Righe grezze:
*****
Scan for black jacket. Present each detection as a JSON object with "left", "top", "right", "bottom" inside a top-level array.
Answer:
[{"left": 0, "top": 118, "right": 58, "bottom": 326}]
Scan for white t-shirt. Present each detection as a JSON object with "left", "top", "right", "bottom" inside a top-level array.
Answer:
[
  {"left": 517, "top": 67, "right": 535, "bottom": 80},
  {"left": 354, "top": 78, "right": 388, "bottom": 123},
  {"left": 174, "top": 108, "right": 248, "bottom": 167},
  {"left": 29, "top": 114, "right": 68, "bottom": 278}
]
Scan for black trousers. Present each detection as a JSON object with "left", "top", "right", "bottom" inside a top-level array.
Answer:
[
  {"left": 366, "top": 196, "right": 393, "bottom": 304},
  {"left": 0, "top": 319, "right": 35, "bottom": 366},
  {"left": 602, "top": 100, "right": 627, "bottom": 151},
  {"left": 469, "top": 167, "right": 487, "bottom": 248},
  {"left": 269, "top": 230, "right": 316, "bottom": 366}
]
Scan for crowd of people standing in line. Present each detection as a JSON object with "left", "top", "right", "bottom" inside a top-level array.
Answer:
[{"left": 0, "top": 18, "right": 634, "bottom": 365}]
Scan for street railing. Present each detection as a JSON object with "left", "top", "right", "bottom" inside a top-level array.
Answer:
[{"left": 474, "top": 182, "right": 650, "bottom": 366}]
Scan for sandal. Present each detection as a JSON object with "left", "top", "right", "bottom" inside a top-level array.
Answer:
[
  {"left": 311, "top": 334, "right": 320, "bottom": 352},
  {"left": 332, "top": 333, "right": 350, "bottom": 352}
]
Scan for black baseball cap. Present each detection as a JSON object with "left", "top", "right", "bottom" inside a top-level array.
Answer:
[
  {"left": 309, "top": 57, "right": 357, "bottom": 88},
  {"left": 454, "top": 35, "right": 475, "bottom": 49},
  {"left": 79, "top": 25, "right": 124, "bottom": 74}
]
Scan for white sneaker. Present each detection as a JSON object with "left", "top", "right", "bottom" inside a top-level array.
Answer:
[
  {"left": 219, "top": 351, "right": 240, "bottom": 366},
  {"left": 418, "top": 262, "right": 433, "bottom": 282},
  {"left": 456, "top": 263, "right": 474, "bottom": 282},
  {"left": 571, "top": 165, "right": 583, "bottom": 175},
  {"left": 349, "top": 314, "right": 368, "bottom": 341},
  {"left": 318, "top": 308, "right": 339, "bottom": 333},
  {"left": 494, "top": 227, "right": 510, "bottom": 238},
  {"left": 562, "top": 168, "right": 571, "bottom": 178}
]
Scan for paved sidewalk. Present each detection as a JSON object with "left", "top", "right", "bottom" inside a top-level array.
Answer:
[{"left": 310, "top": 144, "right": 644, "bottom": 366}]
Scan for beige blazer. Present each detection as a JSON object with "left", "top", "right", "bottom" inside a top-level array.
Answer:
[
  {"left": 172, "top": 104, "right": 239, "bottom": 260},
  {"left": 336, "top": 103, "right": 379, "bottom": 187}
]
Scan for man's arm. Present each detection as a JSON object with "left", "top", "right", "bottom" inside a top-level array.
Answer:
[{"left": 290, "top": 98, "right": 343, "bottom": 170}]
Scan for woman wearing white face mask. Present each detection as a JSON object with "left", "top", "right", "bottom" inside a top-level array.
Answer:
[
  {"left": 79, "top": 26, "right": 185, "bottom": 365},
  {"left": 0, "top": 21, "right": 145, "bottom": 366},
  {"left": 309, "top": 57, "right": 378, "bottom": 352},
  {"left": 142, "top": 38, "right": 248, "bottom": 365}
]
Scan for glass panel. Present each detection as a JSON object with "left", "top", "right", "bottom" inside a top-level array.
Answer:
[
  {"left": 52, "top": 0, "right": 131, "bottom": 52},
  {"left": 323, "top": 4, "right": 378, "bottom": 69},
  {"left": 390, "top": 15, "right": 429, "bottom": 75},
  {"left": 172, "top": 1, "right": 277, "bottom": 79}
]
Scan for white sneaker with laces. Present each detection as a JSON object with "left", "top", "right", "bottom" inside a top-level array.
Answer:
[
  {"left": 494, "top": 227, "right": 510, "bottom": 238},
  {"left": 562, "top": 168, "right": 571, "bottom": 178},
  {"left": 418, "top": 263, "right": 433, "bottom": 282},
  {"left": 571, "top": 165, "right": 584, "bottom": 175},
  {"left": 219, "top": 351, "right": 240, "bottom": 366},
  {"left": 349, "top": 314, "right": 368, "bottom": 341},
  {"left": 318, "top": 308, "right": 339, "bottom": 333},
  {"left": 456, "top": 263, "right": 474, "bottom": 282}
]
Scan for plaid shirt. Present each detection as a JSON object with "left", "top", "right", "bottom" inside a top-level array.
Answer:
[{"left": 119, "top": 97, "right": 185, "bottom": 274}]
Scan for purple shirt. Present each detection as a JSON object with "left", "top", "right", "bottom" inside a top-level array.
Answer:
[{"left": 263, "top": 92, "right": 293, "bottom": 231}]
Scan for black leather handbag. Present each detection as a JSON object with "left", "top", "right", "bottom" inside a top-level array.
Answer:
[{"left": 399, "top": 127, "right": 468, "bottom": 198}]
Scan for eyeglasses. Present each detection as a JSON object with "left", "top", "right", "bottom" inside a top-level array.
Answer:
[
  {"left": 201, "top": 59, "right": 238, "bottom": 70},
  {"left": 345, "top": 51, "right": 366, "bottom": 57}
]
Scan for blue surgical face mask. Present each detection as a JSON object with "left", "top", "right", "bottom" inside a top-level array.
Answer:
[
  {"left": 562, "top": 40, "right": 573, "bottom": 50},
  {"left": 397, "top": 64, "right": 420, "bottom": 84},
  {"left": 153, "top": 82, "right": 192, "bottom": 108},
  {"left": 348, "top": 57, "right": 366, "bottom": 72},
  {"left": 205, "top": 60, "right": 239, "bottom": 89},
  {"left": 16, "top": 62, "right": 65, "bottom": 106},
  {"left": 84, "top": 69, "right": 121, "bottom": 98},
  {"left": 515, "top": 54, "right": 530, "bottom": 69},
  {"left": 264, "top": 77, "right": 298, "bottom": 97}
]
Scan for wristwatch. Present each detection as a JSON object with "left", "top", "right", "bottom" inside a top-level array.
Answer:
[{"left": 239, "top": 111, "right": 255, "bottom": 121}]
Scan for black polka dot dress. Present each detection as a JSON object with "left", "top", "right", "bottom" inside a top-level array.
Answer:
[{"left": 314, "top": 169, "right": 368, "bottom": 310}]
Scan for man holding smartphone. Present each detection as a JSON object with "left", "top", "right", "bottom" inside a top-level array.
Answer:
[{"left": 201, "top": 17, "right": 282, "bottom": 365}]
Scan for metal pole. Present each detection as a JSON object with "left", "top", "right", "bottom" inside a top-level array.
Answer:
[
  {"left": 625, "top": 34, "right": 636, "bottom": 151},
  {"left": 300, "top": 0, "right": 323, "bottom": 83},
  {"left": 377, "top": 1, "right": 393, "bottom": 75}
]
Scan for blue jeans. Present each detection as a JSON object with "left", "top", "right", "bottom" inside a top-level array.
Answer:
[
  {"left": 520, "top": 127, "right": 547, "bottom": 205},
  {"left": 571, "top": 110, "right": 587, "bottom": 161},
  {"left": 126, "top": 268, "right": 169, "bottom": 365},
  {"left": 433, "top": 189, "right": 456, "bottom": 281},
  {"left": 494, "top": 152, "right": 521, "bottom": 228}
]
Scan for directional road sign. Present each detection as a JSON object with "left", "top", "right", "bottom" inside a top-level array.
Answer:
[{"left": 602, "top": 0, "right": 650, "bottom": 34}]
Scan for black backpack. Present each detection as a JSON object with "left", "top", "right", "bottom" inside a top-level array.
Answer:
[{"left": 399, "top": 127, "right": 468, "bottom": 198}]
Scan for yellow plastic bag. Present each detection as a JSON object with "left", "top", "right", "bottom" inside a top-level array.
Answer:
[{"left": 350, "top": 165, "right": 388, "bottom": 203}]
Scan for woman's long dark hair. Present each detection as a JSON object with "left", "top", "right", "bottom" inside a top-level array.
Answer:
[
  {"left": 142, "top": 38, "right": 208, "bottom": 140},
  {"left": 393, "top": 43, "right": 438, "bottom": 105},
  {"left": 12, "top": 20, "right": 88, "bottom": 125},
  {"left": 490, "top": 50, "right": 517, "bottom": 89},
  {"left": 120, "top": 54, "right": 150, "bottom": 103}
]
*****
Obiettivo del compito: Filtra le righe riportate sopra e copia ciascuna riga che contiene la stringa "woman".

Soluzione:
Scan for woman wearing white face mask. Present each detection as a JSON object with "left", "top", "right", "bottom" inside a top-level array.
Scan for woman's long dark hair. Present each detection as a JSON object with "left", "top", "right", "bottom" inside a top-level array.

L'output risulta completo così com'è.